• _Exercise prompt_
Please reproduce the passage on steam-assisted gravity drainage preheating word for word.

• _Passage_
Steam-assisted-gravity-drainage (SAGD) has been proved effective in heavy oil recovery. Preheating of the wellbore-surrounding reservoir is to circulate steam in the injector and producer so that heat can be conducted into surrounding oil layer. At this stage, the amount of steam injected into the reservoir is neglected. As a result, creating a large temperature difference between wellbore and annuli is key during the preheating process. A model is established for estimating steam properties in the wellbores so that the highest steam temperature in wellbores can be achieved. The model is comprised of mass, energy and momentum balance equations and the model is solved with numerical method. It is found that: (a) rich heat energy reflected in high steam quality does little effect on heat absorption rate of oil layer. The only effective method for temperature increase in oil layer is to increase the steam temperature in wellbores; (b) in order to increase the heat conduction rate to oil layer, a lower steam quality, a higher steam pressure and a lower mass flow rate is recommended.

• _Supplied entries_

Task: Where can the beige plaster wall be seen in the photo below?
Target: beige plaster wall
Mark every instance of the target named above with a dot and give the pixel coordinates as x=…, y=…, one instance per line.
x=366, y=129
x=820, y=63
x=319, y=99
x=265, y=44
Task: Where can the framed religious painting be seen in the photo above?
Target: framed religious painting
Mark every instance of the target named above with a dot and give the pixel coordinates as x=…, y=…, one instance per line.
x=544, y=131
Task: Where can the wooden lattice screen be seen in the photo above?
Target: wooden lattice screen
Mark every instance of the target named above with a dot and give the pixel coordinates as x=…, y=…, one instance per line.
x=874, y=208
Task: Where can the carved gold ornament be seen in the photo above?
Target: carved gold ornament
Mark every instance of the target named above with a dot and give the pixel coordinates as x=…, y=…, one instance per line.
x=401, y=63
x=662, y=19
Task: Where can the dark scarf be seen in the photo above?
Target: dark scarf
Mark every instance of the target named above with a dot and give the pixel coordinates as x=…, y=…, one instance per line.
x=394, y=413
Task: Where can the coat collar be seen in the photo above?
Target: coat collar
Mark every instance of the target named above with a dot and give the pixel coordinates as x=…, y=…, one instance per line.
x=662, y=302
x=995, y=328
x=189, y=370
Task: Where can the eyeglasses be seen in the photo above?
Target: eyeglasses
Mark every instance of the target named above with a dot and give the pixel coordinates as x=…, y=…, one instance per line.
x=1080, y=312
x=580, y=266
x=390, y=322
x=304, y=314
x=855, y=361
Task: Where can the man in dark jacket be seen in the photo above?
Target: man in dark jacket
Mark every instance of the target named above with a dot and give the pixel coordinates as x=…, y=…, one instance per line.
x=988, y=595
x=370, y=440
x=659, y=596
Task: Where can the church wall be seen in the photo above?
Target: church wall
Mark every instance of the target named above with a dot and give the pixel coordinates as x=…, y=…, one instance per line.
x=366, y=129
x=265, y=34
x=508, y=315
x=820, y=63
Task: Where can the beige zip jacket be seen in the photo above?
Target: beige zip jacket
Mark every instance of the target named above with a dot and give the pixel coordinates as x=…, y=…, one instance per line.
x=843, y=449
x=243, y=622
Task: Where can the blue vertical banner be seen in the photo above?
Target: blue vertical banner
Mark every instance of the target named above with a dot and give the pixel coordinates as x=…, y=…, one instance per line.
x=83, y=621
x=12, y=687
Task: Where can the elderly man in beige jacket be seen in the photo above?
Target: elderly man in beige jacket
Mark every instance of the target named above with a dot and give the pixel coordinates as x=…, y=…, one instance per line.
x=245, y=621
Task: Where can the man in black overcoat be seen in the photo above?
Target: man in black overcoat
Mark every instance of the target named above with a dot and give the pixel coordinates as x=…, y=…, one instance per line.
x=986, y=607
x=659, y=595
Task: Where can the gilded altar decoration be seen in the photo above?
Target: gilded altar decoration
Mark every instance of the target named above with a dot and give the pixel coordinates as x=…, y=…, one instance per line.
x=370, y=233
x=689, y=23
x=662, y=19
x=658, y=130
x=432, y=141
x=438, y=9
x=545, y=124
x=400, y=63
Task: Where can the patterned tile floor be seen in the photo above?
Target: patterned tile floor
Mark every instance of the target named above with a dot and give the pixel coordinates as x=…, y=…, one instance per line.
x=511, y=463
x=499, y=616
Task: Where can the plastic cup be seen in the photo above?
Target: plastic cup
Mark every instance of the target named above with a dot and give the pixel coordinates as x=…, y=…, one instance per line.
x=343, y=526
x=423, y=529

• _Finished exercise_
Steam-assisted-gravity-drainage (SAGD) has been proved effective in heavy oil recovery. Preheating of the wellbore-surrounding reservoir is to circulate steam in the injector and producer so that heat can be conducted into surrounding oil layer. At this stage, the amount of steam injected into the reservoir is neglected. As a result, creating a large temperature difference between wellbore and annuli is key during the preheating process. A model is established for estimating steam properties in the wellbores so that the highest steam temperature in wellbores can be achieved. The model is comprised of mass, energy and momentum balance equations and the model is solved with numerical method. It is found that: (a) rich heat energy reflected in high steam quality does little effect on heat absorption rate of oil layer. The only effective method for temperature increase in oil layer is to increase the steam temperature in wellbores; (b) in order to increase the heat conduction rate to oil layer, a lower steam quality, a higher steam pressure and a lower mass flow rate is recommended.